* **WHAT YOU SHOULD DO**: Lay out the lines from the start of the rows through the line containing "[77,200,329,267]", both ends included, as a Markdown table with the columns Index and Line. Number each line in Index and omit blank lines.

* **PROVIDED MATERIAL**:
◆ ◆ ◆ ◆

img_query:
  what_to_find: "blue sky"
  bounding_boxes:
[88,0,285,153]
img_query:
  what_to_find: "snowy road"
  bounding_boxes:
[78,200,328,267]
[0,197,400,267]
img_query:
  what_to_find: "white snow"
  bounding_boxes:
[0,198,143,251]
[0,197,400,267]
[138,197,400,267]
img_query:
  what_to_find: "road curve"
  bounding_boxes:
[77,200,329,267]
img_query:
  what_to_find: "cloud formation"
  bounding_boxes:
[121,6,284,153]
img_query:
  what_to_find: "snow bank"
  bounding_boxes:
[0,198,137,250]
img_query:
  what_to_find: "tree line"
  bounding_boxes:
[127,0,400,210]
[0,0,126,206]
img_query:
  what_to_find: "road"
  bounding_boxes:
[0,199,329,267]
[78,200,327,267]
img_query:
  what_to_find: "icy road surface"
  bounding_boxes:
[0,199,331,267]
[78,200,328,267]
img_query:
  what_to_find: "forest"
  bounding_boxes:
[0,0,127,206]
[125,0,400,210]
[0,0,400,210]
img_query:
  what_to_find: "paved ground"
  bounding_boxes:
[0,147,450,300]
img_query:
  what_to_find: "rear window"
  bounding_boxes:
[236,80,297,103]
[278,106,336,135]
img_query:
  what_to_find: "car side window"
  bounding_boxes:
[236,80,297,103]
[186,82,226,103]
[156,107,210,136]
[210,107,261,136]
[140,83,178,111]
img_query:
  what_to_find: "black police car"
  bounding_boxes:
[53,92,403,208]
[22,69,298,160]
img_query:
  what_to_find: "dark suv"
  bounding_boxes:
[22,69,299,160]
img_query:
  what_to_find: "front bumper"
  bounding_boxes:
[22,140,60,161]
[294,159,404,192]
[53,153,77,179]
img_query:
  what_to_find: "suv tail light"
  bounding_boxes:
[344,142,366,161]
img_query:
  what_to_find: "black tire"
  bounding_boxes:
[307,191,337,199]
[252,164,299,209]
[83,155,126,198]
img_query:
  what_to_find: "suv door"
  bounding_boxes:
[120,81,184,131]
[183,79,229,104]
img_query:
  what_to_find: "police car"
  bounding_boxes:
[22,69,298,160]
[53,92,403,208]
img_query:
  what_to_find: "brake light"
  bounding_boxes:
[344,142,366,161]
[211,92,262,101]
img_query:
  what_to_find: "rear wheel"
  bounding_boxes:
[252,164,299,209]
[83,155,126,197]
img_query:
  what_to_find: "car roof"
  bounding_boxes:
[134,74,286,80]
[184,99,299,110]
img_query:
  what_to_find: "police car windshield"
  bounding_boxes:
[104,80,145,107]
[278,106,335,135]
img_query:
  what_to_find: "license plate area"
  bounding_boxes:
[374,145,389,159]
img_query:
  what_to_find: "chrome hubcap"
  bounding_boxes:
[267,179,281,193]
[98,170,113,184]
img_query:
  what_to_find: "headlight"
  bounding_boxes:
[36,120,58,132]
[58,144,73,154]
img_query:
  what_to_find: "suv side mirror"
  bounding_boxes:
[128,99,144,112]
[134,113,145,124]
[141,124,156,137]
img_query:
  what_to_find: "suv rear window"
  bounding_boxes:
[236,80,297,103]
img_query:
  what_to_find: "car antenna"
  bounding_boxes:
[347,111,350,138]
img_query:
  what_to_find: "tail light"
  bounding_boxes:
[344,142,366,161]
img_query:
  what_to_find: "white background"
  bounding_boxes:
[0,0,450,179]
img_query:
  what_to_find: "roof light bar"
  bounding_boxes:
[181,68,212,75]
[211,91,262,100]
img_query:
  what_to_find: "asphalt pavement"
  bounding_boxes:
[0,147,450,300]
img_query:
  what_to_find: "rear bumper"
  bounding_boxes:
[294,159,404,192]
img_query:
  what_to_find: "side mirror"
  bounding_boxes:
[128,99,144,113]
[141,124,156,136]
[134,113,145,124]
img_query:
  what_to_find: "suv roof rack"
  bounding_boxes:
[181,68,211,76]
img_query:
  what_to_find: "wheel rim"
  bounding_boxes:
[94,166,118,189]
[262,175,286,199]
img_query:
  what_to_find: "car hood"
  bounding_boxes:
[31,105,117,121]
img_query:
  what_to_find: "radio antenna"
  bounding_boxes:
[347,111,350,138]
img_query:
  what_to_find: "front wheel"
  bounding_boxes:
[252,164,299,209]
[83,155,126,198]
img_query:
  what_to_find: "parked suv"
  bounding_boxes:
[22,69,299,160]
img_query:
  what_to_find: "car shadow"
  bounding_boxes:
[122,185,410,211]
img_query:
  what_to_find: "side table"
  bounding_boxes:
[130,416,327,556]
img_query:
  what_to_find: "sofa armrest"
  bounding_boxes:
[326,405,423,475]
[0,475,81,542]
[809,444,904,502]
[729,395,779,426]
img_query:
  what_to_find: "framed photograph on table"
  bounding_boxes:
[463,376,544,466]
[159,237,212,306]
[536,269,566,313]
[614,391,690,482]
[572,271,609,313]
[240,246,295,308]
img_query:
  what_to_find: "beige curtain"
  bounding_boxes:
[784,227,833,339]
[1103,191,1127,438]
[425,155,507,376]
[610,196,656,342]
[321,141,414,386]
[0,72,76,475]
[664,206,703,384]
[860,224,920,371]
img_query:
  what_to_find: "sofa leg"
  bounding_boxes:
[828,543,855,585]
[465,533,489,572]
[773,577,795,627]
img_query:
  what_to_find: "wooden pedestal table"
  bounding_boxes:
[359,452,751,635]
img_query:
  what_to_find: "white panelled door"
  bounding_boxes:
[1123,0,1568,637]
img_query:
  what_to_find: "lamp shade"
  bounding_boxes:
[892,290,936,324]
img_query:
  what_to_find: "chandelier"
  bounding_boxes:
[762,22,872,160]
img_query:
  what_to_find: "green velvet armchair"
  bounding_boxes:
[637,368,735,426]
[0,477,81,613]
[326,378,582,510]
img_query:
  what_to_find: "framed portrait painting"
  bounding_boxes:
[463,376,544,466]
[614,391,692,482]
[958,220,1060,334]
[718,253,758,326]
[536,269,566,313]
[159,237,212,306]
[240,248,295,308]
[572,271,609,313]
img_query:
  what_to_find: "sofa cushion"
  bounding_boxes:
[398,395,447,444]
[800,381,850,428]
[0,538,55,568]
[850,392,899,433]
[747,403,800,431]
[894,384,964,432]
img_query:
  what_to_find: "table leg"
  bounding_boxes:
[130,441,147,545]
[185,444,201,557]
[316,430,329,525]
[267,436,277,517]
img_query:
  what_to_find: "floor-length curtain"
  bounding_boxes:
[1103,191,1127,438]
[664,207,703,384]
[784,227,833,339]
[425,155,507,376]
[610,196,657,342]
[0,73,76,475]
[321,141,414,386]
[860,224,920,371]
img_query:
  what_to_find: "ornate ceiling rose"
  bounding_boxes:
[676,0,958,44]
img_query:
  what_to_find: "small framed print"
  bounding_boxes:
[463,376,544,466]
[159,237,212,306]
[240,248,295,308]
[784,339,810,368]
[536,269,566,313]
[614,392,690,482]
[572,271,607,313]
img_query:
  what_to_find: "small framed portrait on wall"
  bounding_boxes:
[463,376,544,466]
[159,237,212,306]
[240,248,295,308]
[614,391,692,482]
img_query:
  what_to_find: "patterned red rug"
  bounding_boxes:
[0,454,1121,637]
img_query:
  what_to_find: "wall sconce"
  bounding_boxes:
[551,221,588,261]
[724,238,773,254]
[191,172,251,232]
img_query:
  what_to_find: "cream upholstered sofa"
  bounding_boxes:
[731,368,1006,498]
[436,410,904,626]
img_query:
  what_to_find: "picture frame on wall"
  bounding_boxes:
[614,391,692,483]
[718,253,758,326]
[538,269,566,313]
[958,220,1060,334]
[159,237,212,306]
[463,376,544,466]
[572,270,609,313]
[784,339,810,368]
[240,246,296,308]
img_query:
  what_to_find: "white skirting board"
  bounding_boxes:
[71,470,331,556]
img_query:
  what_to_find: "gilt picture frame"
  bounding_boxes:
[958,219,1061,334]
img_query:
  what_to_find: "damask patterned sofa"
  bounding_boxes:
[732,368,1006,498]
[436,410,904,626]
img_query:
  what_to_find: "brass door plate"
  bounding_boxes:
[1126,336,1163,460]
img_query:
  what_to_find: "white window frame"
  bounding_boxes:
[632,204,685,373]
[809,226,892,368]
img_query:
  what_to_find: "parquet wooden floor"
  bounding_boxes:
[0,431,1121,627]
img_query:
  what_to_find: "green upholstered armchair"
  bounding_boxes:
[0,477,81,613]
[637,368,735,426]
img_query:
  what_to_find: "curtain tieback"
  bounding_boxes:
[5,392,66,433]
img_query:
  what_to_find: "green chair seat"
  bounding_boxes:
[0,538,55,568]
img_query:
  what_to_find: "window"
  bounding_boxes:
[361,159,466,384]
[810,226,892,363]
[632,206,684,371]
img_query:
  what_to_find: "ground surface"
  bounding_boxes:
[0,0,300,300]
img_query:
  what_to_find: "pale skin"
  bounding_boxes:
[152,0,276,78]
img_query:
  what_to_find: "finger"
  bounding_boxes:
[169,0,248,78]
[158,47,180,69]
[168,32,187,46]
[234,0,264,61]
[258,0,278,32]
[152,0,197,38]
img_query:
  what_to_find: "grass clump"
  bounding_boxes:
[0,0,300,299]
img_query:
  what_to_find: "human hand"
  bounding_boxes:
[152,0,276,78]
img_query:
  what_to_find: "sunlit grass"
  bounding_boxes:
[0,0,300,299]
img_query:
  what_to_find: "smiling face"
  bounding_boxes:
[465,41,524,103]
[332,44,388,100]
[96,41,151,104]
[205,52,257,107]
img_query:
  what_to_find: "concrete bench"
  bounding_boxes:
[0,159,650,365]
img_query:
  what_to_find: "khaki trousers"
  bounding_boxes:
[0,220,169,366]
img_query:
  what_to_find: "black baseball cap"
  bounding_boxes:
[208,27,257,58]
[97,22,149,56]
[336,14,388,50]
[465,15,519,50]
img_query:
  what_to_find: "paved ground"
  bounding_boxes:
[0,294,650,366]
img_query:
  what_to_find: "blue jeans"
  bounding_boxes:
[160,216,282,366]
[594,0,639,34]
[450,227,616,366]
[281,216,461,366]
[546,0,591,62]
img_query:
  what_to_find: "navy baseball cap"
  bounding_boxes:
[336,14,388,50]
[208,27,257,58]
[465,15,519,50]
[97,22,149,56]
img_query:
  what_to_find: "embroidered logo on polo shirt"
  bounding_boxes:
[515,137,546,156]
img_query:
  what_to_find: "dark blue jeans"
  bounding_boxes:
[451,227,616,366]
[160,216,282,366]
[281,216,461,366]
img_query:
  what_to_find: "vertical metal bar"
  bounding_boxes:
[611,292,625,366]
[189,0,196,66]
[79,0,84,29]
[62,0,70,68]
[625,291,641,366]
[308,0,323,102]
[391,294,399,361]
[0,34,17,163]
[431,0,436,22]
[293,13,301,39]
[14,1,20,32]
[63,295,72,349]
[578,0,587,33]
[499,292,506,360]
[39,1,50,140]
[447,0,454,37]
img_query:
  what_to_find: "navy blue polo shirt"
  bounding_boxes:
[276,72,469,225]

◆ ◆ ◆ ◆

* **REPLY**:
| Index | Line |
|---|---|
| 1 | img_query: |
| 2 |   what_to_find: "blue sky" |
| 3 |   bounding_boxes: |
| 4 | [88,0,285,153] |
| 5 | img_query: |
| 6 |   what_to_find: "snowy road" |
| 7 |   bounding_boxes: |
| 8 | [78,200,328,267] |
| 9 | [0,197,400,267] |
| 10 | img_query: |
| 11 |   what_to_find: "white snow" |
| 12 |   bounding_boxes: |
| 13 | [0,198,143,251] |
| 14 | [0,197,400,267] |
| 15 | [138,197,400,267] |
| 16 | img_query: |
| 17 |   what_to_find: "road curve" |
| 18 |   bounding_boxes: |
| 19 | [77,200,329,267] |